Labeling entries for object positions

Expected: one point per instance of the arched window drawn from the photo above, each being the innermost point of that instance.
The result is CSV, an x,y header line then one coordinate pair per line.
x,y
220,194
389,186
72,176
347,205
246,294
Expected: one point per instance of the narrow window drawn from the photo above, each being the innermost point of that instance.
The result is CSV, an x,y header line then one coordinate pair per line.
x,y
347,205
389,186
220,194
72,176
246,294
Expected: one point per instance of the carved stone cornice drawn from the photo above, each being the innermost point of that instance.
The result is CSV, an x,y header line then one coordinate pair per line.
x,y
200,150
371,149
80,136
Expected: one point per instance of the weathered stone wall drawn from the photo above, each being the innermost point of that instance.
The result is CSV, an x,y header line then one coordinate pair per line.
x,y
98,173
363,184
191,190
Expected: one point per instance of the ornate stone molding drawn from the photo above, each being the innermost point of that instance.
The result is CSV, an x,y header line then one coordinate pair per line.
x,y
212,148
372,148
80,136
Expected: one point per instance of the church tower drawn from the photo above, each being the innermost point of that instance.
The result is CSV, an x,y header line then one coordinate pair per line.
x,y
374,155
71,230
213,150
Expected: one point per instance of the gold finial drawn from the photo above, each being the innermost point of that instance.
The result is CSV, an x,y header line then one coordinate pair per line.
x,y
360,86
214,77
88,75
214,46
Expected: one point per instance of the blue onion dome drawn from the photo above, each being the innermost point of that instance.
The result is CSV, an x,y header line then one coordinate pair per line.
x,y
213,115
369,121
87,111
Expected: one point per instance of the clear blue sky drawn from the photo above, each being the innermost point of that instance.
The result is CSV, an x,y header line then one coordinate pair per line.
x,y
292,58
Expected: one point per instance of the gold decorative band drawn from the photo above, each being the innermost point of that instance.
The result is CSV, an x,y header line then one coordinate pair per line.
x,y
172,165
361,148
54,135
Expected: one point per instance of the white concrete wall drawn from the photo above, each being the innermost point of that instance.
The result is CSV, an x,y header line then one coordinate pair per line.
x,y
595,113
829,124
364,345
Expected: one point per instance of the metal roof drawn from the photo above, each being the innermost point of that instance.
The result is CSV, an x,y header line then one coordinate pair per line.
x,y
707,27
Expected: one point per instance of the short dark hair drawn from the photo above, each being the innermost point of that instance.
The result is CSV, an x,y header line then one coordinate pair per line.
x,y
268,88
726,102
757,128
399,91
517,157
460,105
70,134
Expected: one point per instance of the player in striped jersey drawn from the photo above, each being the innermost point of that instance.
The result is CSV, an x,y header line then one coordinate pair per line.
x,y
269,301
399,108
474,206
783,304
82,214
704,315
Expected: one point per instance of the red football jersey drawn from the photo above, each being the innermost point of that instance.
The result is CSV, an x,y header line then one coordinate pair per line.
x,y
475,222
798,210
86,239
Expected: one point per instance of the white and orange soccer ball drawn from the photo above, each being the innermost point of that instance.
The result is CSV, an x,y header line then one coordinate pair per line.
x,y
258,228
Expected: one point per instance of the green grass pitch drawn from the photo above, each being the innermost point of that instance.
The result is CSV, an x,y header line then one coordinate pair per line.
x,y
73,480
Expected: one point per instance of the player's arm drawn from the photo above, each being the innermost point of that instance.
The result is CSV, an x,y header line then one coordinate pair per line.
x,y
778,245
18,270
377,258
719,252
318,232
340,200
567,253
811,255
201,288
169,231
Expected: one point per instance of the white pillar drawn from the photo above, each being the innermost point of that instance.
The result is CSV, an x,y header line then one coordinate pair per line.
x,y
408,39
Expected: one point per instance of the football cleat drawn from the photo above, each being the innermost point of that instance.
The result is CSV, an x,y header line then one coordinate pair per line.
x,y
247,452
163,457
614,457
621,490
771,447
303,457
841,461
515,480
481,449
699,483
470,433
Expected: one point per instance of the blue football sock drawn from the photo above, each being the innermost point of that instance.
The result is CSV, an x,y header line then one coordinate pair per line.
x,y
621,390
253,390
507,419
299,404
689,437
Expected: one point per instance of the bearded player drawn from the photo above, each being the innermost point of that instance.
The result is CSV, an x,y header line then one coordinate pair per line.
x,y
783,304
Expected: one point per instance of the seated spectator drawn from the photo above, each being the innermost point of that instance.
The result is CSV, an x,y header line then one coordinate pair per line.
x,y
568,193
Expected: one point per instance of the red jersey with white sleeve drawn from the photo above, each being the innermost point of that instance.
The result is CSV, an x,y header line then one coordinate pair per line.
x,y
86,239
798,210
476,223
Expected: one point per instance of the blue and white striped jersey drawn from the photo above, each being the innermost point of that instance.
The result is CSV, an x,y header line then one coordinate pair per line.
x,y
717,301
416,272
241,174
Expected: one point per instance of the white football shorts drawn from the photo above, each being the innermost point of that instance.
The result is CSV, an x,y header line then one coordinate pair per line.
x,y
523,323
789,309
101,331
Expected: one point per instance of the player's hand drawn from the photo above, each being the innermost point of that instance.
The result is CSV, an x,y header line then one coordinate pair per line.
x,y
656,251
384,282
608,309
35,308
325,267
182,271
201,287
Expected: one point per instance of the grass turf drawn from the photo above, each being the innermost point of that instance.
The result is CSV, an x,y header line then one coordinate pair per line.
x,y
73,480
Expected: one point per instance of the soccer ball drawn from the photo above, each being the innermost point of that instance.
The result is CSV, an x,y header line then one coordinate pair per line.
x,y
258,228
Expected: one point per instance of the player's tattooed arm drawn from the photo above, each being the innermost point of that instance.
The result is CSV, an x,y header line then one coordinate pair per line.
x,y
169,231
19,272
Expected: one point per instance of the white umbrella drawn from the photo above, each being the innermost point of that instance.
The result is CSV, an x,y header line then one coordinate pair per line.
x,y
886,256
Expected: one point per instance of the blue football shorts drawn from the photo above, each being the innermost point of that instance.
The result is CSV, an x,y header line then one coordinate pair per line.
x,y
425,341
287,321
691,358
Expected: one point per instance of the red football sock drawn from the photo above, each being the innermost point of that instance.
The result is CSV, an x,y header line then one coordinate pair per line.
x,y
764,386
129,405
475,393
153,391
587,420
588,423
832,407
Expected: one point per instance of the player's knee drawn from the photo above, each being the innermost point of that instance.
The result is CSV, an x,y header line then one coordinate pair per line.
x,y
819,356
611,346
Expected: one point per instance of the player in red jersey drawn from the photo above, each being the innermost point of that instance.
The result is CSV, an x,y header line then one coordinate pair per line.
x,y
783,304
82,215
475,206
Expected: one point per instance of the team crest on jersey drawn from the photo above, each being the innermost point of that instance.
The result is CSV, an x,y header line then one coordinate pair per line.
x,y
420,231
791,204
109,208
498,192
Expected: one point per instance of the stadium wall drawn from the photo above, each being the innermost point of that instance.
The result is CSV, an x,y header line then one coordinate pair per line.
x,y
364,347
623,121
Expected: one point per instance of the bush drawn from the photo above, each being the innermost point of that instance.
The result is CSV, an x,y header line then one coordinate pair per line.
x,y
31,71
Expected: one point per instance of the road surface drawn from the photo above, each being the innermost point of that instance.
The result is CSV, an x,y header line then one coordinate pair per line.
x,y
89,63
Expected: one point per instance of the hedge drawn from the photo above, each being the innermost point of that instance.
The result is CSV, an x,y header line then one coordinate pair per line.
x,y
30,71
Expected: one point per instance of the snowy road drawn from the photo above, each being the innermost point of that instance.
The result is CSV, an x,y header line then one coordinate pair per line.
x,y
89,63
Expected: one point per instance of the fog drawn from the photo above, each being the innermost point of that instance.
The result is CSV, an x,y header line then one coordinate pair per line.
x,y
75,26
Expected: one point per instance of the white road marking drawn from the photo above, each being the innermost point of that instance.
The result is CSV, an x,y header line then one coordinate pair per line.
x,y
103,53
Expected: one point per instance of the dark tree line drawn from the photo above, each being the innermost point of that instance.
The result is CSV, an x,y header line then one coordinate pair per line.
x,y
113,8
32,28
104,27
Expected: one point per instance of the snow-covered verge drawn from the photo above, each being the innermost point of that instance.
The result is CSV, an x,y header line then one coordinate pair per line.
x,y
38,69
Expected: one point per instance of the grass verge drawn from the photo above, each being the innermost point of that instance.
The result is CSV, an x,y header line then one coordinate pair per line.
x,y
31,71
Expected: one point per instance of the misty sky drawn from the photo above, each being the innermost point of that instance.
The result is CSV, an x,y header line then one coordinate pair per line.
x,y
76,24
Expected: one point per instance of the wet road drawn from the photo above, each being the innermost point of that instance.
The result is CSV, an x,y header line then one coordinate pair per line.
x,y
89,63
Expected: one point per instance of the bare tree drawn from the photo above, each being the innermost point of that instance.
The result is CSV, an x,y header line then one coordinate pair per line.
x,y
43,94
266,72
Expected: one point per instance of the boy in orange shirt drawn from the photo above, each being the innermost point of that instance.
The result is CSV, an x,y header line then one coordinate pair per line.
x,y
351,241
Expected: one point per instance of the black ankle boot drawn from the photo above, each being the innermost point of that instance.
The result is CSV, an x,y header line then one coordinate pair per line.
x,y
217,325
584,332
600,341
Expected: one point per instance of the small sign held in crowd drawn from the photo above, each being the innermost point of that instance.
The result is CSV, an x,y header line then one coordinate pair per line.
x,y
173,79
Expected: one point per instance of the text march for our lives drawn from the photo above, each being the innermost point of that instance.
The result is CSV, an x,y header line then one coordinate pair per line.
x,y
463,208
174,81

▶ What is asked
Quote the records word for word from the line containing "Expected: one point per instance of the bare" through the end of the records.

▶ Full response
Expected: one point per instance of the bare tree drawn from the photo above, each being the innermost point of that instance.
The result is CSV, an x,y header line then one coordinate pair per line.
x,y
43,94
266,72
Expected: one point per instance of the boy in orange shirt drawn from the photo above, each being the innermost point of that instance.
The result is CSV, an x,y header line then one coordinate pair per line.
x,y
351,241
Expected: one point per instance of the black ankle boot drawn from the photo above, each being the innermost point of that instance.
The result is CSV, an x,y header line then one coordinate pair per line.
x,y
217,325
584,332
600,341
Expected: one point per instance of the small sign held in crowd drawn from the photo above, each being the innermost point of that instance.
The result is CSV, an x,y header line then one coordinate pair per line.
x,y
173,79
Expected: one point per instance of the text march for our lives drawn from the photo above, each being the innermost point of that instance.
The result is CSV, an x,y header line then one coordinate pair per line.
x,y
463,208
174,81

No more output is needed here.